## Begin Given records

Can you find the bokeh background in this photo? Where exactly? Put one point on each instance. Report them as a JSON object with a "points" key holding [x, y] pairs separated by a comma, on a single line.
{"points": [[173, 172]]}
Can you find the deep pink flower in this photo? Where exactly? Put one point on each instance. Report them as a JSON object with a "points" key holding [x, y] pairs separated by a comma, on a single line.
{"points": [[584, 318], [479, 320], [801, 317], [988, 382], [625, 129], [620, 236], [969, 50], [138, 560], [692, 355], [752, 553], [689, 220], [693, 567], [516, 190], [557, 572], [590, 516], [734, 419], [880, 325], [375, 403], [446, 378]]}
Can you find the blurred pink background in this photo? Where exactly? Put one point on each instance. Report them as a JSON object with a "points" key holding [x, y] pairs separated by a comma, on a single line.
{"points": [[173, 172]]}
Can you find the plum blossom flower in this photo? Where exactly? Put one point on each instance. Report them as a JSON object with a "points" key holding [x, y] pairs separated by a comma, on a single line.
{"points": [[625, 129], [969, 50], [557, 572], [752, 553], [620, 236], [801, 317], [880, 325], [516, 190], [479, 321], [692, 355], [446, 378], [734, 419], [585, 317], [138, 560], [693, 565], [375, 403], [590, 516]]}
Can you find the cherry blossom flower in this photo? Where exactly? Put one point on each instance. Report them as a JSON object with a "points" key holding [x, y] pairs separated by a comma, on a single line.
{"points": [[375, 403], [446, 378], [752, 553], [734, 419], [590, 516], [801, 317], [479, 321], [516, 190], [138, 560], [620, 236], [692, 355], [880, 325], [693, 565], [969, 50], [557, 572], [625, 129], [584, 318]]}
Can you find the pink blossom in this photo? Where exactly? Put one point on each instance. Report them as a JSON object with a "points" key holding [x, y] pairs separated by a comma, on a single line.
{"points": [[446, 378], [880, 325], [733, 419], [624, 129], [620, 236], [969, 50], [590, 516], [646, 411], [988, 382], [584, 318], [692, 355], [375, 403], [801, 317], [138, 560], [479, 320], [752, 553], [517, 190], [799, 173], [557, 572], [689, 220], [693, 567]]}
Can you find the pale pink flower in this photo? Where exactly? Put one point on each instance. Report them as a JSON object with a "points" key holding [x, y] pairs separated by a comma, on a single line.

## End Given records

Problem statement
Copy every one of the records above word for word, changing nothing.

Final result
Can you find the bokeh background in this photo? Where exactly? Put one point on each instance. Report them as a JSON object with a "points" key holding [x, y] pairs separated by a comma, on a single line.
{"points": [[173, 172]]}
Can you find the deep pink flower in this photo? Where exactly? Put one point on each instance. Report them as a JSON object with a "points" key holding [x, y] pairs separated by a comma, on a single line.
{"points": [[584, 318], [479, 320], [801, 317], [988, 382], [625, 129], [620, 236], [969, 50], [138, 560], [692, 355], [752, 553], [689, 220], [693, 567], [516, 190], [557, 572], [590, 516], [734, 419], [880, 325], [375, 403], [446, 378]]}
Can you find the blurred pink background in this photo? Where exactly? Put one point on each instance. Report them as a JSON object with a "points" key holding [x, y] pairs separated by a comma, on a single line.
{"points": [[173, 172]]}
Can you find the plum blossom flower in this photo? Where exactly? Put one point on each instance. Report them as a JSON object with a "points" key holding [x, y] pairs separated by a comma, on a single line.
{"points": [[625, 129], [969, 50], [557, 572], [752, 553], [620, 236], [801, 317], [880, 325], [516, 190], [479, 321], [692, 355], [446, 378], [734, 419], [585, 317], [138, 560], [693, 565], [375, 403], [590, 516]]}
Can you find the cherry blossom flower in this photo? Where exactly? Put one point on each instance. Report them as a JSON object with a "points" key holding [x, y] pairs separated by a comma, on a single line.
{"points": [[375, 403], [446, 378], [752, 553], [734, 419], [590, 516], [801, 317], [479, 321], [516, 190], [138, 560], [620, 236], [692, 355], [880, 325], [693, 565], [969, 50], [557, 572], [625, 129], [584, 318]]}
Can you find the pink blossom in this photo? Where exactly? Put one point on each instance. Report them as a JSON object with a "points" key holding [x, y] pairs separated by a comma, on a single line.
{"points": [[446, 378], [880, 325], [733, 419], [624, 129], [620, 236], [969, 50], [590, 516], [646, 411], [988, 382], [584, 318], [692, 355], [375, 403], [801, 317], [138, 560], [479, 320], [752, 553], [517, 190], [799, 173], [557, 572], [689, 220], [693, 567]]}
Can you find the pale pink flower in this photo? Where exactly? Put one point on each instance. Report them as a JSON object with a "points" key holding [x, y] pairs separated by a comma, on a single line.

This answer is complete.